§ **What needs to be done**:
Nothing should differ between your answer and the records.

Stored data entries:
^^^^^^^^
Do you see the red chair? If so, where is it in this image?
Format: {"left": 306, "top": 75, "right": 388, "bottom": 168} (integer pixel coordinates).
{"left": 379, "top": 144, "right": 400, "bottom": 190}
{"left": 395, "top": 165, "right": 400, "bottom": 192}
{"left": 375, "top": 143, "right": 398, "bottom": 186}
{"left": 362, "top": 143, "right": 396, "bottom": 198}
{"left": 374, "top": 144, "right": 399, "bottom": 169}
^^^^^^^^
§ **Solution for this problem**:
Do you see the red chair? If so, where is it in this image?
Format: {"left": 306, "top": 75, "right": 388, "bottom": 168} (integer pixel coordinates).
{"left": 379, "top": 144, "right": 400, "bottom": 190}
{"left": 395, "top": 165, "right": 400, "bottom": 192}
{"left": 375, "top": 143, "right": 398, "bottom": 186}
{"left": 362, "top": 143, "right": 396, "bottom": 198}
{"left": 374, "top": 144, "right": 399, "bottom": 169}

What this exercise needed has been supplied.